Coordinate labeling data
(begin)
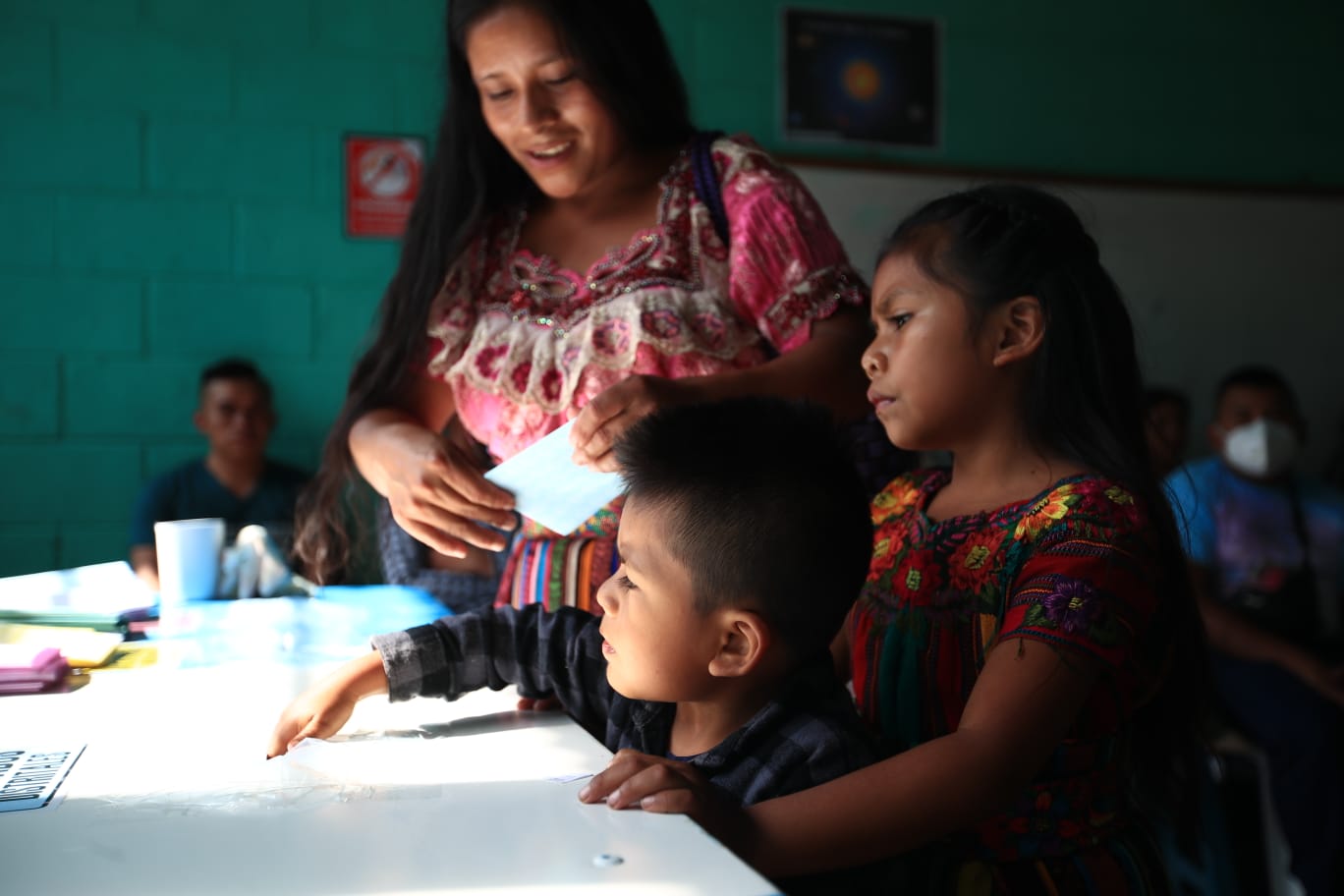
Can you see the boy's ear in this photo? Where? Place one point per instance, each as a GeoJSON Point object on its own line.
{"type": "Point", "coordinates": [1020, 329]}
{"type": "Point", "coordinates": [744, 641]}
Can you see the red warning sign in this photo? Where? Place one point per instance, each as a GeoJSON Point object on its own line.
{"type": "Point", "coordinates": [382, 178]}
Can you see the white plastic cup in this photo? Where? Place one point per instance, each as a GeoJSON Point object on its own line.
{"type": "Point", "coordinates": [189, 559]}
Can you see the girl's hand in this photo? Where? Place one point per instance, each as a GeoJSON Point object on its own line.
{"type": "Point", "coordinates": [635, 779]}
{"type": "Point", "coordinates": [603, 420]}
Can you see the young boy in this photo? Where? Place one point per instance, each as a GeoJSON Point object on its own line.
{"type": "Point", "coordinates": [744, 540]}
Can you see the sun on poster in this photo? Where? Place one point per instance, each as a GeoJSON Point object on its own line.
{"type": "Point", "coordinates": [861, 78]}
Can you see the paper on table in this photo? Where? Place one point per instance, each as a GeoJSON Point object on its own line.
{"type": "Point", "coordinates": [552, 489]}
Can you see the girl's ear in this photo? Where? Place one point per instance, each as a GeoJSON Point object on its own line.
{"type": "Point", "coordinates": [742, 644]}
{"type": "Point", "coordinates": [1022, 326]}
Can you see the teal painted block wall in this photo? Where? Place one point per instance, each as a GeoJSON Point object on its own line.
{"type": "Point", "coordinates": [171, 186]}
(end)
§ GIVEN EXERCISE
Rewrite the listing with "Place" swapped for "Mark" wherever it occurs, and keep everything else unchanged. Omit the pictures from your answer.

§ REPLY
Can you see the boy's ear in this photo? Where? Mark one point per instance, each as a GeoJSON Point object on its own line.
{"type": "Point", "coordinates": [1020, 329]}
{"type": "Point", "coordinates": [744, 641]}
Can you see the red warning sign in this photo? Where? Mark one point per instance, each as a GeoJSON Point object on its own line.
{"type": "Point", "coordinates": [382, 178]}
Can you see the white plastic cup in this photo? Where? Mark one point per instance, each as a GeoJSON Point object on its own line.
{"type": "Point", "coordinates": [189, 559]}
Can you see the girl's hand in this photo? Where? Mark one point per instance, each as a GeoJSON Point object on its own line.
{"type": "Point", "coordinates": [635, 779]}
{"type": "Point", "coordinates": [603, 420]}
Can you see the young boy in this photo? Where? Mark one point per instance, each as a GeoJSON Point object on its own line.
{"type": "Point", "coordinates": [744, 540]}
Can you see the sun on poster in this photo? Where? Mark one point per instance, each as a GeoJSON Point object on its own line.
{"type": "Point", "coordinates": [861, 78]}
Can you see the paper on table in this photo? Where? Mark one point per instance, each as a GeoJSON Point object on its own line.
{"type": "Point", "coordinates": [552, 489]}
Can you see the girl's ear in this photo? Where? Mark one point per instance, each as a GeoJSON Point object on its own line.
{"type": "Point", "coordinates": [742, 644]}
{"type": "Point", "coordinates": [1022, 326]}
Can you see the teal painted block wall in this photo? Where? Mark one point per instance, each as a GeoJSON Point object on its own line.
{"type": "Point", "coordinates": [171, 186]}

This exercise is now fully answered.